____ Texto selecionado

Entenda a ponderação do Princípio da Igualdade entre os filhos

Publicado por Marcela Camargo
15/03/2020

Os genitores possuem o dever de contribuir para o sustento dos filhos, fornecendo-lhes tanto a assistência material como a moral, para que sejam providas as necessidades com alimentação, vestuário, educação e tudo que se faça imprescindível para a manutenção e sobrevivência de sua prole.

lei de alimentos fixou como parâmetro para a estipulação da pensão alimentícia o binômio necessidade e possibilidade, ou seja, a análise a ser feita pelo juiz deve observar a necessidade de quem recebe (credor/alimentando) e capacidade/possibilidade de quem presta (devedor/alimentante).
Com o advento do Código Civil de 2002, o binômio se transformou em trinômio, sendo acrescentada a proporcionalidade. Vejamos:
Art. 1694§ 1ºCC → Os alimentos devem ser fixados na proporção das necessidades do reclamante e dos recursos da pessoa obrigada.
Assim, além da regra da necessidade e capacidade, exige-se também que ocorra a observância da proporcionalidade (necessidade X capacidade X proporcionalidade). Os alimentos devem ser fixados considerando as necessidades do alimentando e a possibilidade da pessoa obrigada a prestá-los, utilizando da proporcionalidade do pagamento dos alimentos entre os parentais.

________
____ Itens fornecidos

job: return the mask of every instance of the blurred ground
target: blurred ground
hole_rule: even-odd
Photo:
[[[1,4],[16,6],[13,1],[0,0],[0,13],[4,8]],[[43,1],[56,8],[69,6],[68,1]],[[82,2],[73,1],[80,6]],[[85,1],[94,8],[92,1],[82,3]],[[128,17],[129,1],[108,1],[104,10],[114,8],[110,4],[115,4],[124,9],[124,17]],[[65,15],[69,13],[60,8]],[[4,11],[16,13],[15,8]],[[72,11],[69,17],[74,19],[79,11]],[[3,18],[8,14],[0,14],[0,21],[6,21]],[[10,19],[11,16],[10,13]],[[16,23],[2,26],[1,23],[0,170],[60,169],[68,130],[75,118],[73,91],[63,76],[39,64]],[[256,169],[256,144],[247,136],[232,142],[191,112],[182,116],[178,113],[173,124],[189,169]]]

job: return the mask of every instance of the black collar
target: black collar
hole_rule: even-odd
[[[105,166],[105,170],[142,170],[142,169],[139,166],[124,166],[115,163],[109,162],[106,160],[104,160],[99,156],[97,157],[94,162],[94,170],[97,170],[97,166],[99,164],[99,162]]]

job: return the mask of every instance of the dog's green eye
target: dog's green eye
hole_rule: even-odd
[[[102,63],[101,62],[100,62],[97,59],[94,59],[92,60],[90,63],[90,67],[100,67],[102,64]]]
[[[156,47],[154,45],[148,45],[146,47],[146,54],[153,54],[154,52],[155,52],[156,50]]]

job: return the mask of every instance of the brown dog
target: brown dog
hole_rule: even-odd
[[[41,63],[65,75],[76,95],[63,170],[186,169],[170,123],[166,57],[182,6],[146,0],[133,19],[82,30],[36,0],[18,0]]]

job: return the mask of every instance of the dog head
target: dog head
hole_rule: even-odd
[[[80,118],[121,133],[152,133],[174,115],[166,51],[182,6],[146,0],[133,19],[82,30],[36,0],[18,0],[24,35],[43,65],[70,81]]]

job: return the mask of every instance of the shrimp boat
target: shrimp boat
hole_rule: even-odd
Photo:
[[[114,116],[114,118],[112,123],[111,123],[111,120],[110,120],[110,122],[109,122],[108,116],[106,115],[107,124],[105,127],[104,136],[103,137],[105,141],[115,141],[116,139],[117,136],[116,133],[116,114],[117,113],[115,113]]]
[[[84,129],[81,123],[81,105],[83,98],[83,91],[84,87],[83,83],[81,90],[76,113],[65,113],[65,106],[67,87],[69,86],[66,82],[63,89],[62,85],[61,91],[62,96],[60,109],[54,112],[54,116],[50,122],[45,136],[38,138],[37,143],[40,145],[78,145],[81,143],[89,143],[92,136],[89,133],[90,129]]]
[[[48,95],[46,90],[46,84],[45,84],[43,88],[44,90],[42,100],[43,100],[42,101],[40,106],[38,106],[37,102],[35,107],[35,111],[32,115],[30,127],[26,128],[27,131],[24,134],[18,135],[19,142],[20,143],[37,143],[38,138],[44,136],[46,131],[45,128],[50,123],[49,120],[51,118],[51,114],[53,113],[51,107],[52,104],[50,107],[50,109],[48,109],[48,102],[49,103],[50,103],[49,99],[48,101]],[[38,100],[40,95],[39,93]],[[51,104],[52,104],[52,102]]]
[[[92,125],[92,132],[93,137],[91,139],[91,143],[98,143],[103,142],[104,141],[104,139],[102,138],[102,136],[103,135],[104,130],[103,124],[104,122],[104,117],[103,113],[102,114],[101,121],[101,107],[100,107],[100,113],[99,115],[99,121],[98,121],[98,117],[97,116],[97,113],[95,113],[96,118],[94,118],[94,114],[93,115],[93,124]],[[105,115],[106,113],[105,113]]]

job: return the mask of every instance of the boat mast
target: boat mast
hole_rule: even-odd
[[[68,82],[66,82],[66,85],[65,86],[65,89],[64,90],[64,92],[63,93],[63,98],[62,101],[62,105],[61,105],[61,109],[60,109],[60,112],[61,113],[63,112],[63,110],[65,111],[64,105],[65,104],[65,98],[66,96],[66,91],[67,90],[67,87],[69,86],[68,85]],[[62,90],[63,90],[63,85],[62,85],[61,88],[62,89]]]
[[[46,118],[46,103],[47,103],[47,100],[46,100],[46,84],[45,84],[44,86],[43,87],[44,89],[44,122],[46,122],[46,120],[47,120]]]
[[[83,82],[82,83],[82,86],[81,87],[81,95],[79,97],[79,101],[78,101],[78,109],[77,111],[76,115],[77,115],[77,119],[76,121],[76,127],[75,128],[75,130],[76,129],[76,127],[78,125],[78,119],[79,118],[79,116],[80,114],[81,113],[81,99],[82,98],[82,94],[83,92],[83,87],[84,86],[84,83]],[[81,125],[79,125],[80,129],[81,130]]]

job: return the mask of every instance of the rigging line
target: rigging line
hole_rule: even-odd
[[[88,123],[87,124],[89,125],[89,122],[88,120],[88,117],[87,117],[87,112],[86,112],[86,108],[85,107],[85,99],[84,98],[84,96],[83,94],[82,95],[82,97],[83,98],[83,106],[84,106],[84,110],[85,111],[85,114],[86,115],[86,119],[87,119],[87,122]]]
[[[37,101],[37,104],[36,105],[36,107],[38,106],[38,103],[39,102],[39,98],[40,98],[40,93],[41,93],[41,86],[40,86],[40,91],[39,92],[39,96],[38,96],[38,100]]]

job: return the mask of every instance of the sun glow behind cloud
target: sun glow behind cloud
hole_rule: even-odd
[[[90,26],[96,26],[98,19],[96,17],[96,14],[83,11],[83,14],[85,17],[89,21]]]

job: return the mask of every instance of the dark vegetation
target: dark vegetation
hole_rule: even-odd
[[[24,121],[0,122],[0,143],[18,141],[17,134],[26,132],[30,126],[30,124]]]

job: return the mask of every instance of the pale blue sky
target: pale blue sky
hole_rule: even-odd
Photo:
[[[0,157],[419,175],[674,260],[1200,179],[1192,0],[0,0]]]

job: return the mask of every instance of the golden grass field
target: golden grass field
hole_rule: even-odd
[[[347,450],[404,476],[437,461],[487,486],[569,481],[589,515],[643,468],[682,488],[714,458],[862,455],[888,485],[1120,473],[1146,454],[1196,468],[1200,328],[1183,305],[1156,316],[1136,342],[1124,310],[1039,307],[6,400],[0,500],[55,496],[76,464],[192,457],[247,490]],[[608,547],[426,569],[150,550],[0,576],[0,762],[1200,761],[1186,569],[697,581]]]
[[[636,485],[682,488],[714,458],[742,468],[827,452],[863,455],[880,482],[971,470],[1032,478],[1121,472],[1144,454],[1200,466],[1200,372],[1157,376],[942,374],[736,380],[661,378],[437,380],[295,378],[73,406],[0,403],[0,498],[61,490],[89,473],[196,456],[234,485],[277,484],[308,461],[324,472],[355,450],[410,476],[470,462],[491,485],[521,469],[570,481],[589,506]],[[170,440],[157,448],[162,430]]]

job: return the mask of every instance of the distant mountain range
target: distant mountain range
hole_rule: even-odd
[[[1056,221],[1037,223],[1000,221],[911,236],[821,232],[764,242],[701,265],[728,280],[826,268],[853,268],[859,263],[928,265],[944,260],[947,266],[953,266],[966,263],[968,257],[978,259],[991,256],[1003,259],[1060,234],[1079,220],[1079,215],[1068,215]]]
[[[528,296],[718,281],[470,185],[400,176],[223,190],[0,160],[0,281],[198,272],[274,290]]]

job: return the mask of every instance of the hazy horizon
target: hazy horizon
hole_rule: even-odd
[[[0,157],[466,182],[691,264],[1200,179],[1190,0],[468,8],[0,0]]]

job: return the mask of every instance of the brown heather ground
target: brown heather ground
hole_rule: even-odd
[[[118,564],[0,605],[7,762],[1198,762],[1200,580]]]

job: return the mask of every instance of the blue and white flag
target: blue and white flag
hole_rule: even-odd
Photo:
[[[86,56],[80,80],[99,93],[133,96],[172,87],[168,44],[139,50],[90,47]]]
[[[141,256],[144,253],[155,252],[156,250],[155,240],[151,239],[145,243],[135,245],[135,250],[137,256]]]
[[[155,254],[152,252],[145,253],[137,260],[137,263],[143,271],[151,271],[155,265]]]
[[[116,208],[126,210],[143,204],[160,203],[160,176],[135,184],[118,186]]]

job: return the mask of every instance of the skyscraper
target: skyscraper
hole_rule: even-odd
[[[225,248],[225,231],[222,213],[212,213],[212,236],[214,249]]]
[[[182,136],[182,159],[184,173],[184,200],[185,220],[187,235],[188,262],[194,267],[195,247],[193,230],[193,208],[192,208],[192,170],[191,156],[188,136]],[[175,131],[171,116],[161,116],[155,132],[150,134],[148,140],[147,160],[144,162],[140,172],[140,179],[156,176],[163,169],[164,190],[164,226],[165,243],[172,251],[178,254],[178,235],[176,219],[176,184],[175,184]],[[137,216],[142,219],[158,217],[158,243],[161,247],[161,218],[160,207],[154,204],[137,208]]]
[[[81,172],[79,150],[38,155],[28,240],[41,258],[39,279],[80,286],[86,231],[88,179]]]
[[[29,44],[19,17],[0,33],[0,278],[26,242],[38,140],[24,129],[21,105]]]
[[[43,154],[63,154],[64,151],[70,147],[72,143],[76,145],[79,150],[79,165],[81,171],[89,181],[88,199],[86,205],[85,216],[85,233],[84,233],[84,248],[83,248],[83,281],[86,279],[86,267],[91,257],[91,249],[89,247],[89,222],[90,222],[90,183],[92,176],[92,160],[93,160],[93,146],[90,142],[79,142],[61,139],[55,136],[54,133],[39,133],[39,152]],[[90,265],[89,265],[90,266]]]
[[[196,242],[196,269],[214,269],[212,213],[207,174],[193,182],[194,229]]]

________

Objetivo 1
Reproduza, sem qualquer alteração, o trecho do texto sobre pensão alimentícia situado entre "lei de alimentos fixou" e "dos recursos da pessoa obrigada.", inclusive.
Objetivo 2
Prossiga com o texto sobre pensão alimentícia, dando-lhe continuidade a partir da última frase apresentada.

Resposta do exercício 1
lei de alimentos fixou como parâmetro para a estipulação da pensão alimentícia o binômio necessidade e possibilidade, ou seja, a análise a ser feita pelo juiz deve observar a necessidade de quem recebe (credor/alimentando) e capacidade/possibilidade de quem presta (devedor/alimentante).
Com o advento do Código Civil de 2002, o binômio se transformou em trinômio, sendo acrescentada a proporcionalidade. Vejamos:
Art. 1694§ 1ºCC → Os alimentos devem ser fixados na proporção das necessidades do reclamante e dos recursos da pessoa obrigada.

Resposta do exercício 2
Assim, as inúmeras necessidades dos filhos devem ser atendidas de acordo com as possibilidades dos pais, os quais devem lhes conferir a mesma condição social por si vivenciada. As despesas são estabelecidas na proporção dos recursos disponíveis, juntando-se as contribuições paterna e materna.
A utilização da proporção sustenta a natureza personalíssima da obrigação alimentar, devendo ser feita uma análise concreta de cada caso.
Constituição Federal de 1988, em seus artigos 226 e 227, trouxe o princípio da igualdade entre os filhos. Igualdade esta que vedou além das designações discriminatórias com relação aos filhos legítimos e ilegítimos, a mera discriminação em relação aos direitos econômicos.
Diante deste princípio, como os alimentos são fixados com relação a filhos de diferentes relacionamentos? Eles devem ser de igual proporção/valor?
A questão chegou ao Superior Tribunal de Justiça, que entendeu que os alimentos prestados para filhos oriundos de relacionamentos diversos podem SIM ser estipulados em valores diferentes, sem que isso importe em afronta ao princípio da isonomia ou em ilegalidade, vez que deverão ser sopesadas as peculiaridades do caso concreto.
Segue a ementa do julgado:
CIVIL. PROCESSUAL CIVIL. AÇÃO DE ALIMENTOS. DIFERENÇA DE VALOR OU DE PERCENTUAL NA FIXAÇÃO DOS ALIMENTOS ENTRE FILHOS. IMPOSSIBILIDADE, EM REGRA. PRINCÍPIO CONSTITUCIONAL DA IGUALDADE ENTRE FILHOS, TODAVIA, QUE NÃO POSSUI CARÁTER ABSOLUTO. POSSIBILIDADE DE EXCEPCIONAR A REGRA QUANDO HOUVER NECESSIDADES DIFERENCIADAS ENTRE OS FILHOS OU CAPACIDADES DE CONTRIBUIÇÕES DIFERENCIADAS DOS GENITORES. DEVER DE CONTRIBUIR PARA A MANUTENÇÃO DOS FILHOS QUE ATINGE AMBOS OS CÔNJUGES. DISSÍDIO JURISPRUDENCIAL. COGNIÇÃO DIFERENCIADA ENTRE PARADIGMA E HIPÓTESE. PREMISSAS FÁTICAS DISTINTAS.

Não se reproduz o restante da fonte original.